Auszug zum Lesen:
━━━━━━━━━━━━━━━━━━━━━━━━━━━━━━
Auf der Londoner Konferenz soll ausgehandelt werden, wie viele Soldaten die jeweiligen Staaten für eine Friedenstruppe zur Verfügung stellen können, „aber es wird eine bedeutende Truppe sein, mit einer beträchtlichen Anzahl von Ländern, die Soldaten stellen“, wird Starmers Büro in der Presse zitiert. Am Wochenende hat Starmer eine Telefonkonferenz mit zahlreichen Staats- und Regierungschefs europäischer und weiterer Länder geführt. Auch die Commonwealth-Staaten Kanada und Australien sind offenbar bereit, sich an einer „Koalition der Willigen“, wie die britische Presse das Vorhaben betitelte, zu beteiligen.
Macron und Starmer: Russland kann nicht mitbestimmen
Starmer drängt auf die Aufstellung einer möglichst breit aufgestellten internationalen Friedenstruppe, während der russische Präsident Wladimir Putin bereits vor geraumer Zeit bekannt gab, er werde keine NATO-Truppen in der Ukraine akzeptieren, da diese parteiisch pro Ukraine seien. Damit wären so gut wie alle Europäer ausgeschlossen. Stattdessen brachte Putin Friedenstruppen der kommunistischen VR China ins Gespräch.
Starmers Büro lässt Putins Argument nicht gelten und erinnerte sarkastisch daran, dass Russland die Ukraine auch nicht gefragt habe, „als es im vergangenen Jahr nordkoreanische Truppen an die Front entsandte“. Auch Macron hatte am 16. März in einem Interview erklärt, dass es für die Aufstellung einer Friedenstruppe in der Ukraine „nicht die Erlaubnis Russlands“ bedürfe, wie die Nachrichtenagentur „Reuters“ berichtete. „Die Ukraine ist souverän“, betonte Macron. „Wenn sie die Stationierung alliierter Streitkräfte auf ihrem Territorium verlangt, kann Russland dies weder akzeptieren noch ablehnen“, sagte Macron in einem Interview mit mehreren französischen Regionalzeitungen.
Großbritannien und Frankreich drängen derweil die USA weiterhin, in ihren Verhandlungen mit Russland auf Sicherheitsgarantien für die Ukraine zu bestehen, um mögliche künftige russische Angriffe abzuschrecken. Sicherheitsgarantien waren jedoch offensichtlich in dem über zweistündigen Telefonat am 18. März zwischen Trump und Putin nicht Gegenstand des Gespräches.
Macron bei Scholz und Merz
Macron reiste am Dienstag, 18. März, zu einem Blitzbesuch nach Berlin. Dort hat er sich mit Bundeskanzler Olaf Scholz (SPD) und dessen designiertem Nachfolger Friedrich Merz (CDU) getroffen.
━━━━━━━━━━━━━━━━━━━━━━━━━━━━━━
Verfügbare Daten:
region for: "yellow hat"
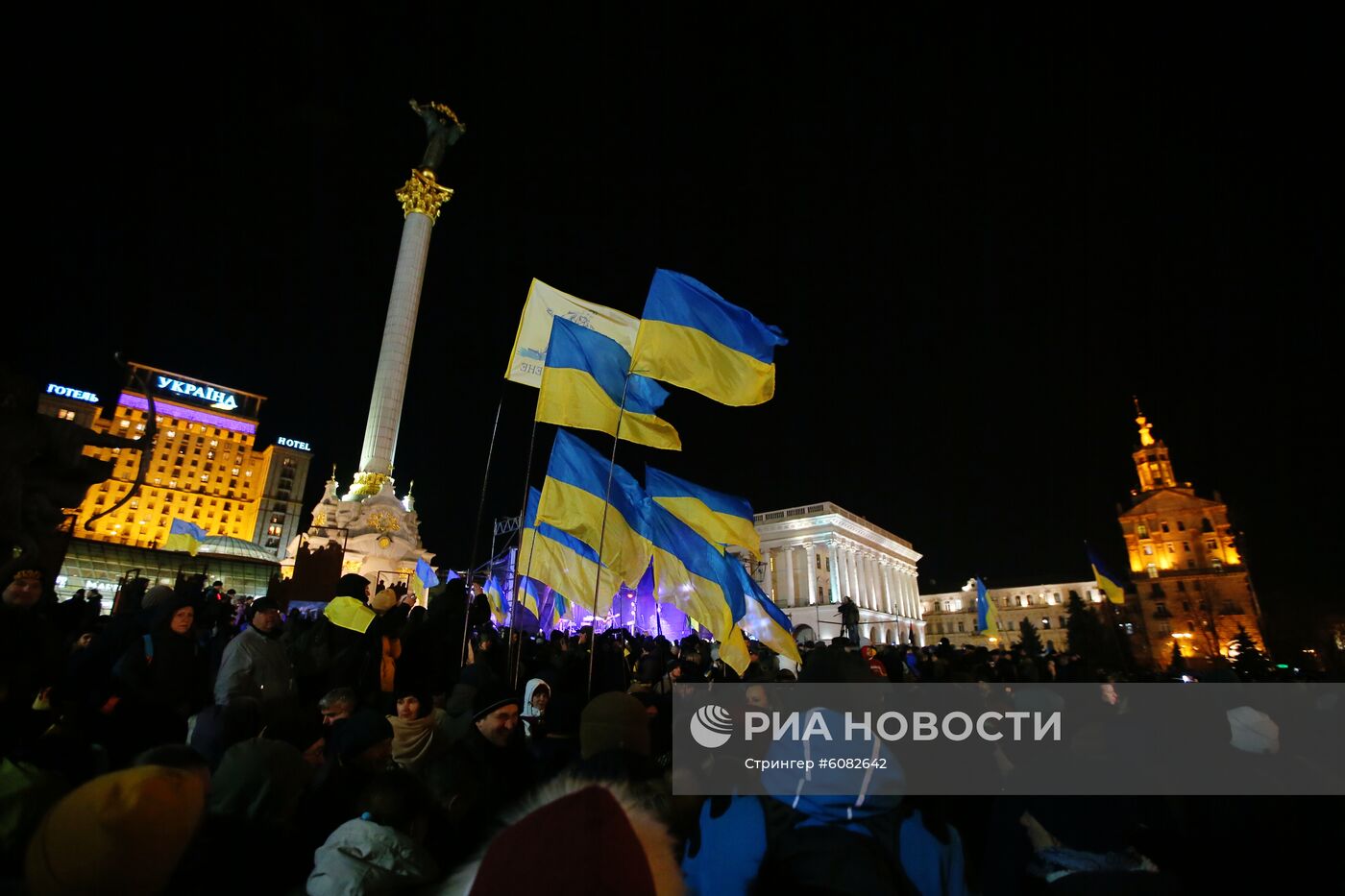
[24,765,206,896]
━━━━━━━━━━━━━━━━━━━━━━━━━━━━━━
Ihre Aufgaben:
1: Bearbeiten Sie im Auszug zum Lesen den Abschnitt, der mit „Macron bei Scholz“ beginnt und bis „Merz (CDU) getroffen.“ weitergeht: Geben Sie ihn wieder und setzen Sie dabei „Kurzbesuch“ an die Stelle von „Blitzbesuch“.
2: Welche Personen nennt der Auszug zum Lesen beim Namen?

Antworten je Aufgabe:
1:
Macron bei Scholz und Merz
Macron reiste am Dienstag, 18. März, zu einem Kurzbesuch nach Berlin. Dort hat er sich mit Bundeskanzler Olaf Scholz (SPD) und dessen designiertem Nachfolger Friedrich Merz (CDU) getroffen.

2: Starmer, Wladimir Putin, Macron, Trump, Olaf Scholz, Friedrich Merz